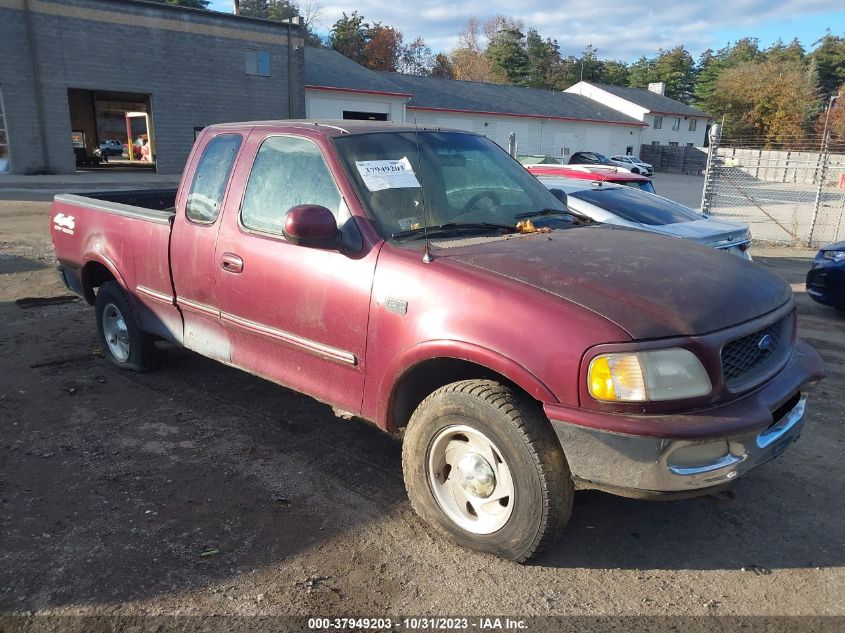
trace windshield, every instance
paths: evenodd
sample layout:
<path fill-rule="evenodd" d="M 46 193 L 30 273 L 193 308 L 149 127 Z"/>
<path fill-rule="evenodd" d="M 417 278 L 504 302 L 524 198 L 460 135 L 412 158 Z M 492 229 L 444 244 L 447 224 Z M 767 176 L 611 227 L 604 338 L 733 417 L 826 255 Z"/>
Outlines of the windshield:
<path fill-rule="evenodd" d="M 692 209 L 660 196 L 632 187 L 584 189 L 569 194 L 609 211 L 629 222 L 640 224 L 676 224 L 704 219 Z"/>
<path fill-rule="evenodd" d="M 517 216 L 527 212 L 567 212 L 534 176 L 482 136 L 374 132 L 336 137 L 334 142 L 385 237 L 419 229 L 424 213 L 429 227 L 501 228 L 515 226 Z M 547 219 L 544 224 L 571 226 L 572 218 L 564 217 L 569 219 Z"/>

_ _ _ _ _ _ _

- TASK
Write out everything from the start of the items down through the line containing "692 209 L 660", leaving the pictures out.

- RESPONSE TO THIS TASK
trace windshield, every instance
paths: evenodd
sample layout:
<path fill-rule="evenodd" d="M 46 193 L 30 273 L 193 308 L 149 127 Z"/>
<path fill-rule="evenodd" d="M 417 278 L 504 302 L 524 198 L 460 135 L 412 158 Z M 492 229 L 444 244 L 447 224 Z M 767 176 L 611 227 L 604 338 L 733 417 L 826 255 Z"/>
Outlines of the windshield:
<path fill-rule="evenodd" d="M 692 209 L 660 196 L 632 187 L 584 189 L 569 194 L 609 211 L 629 222 L 640 224 L 676 224 L 704 219 Z"/>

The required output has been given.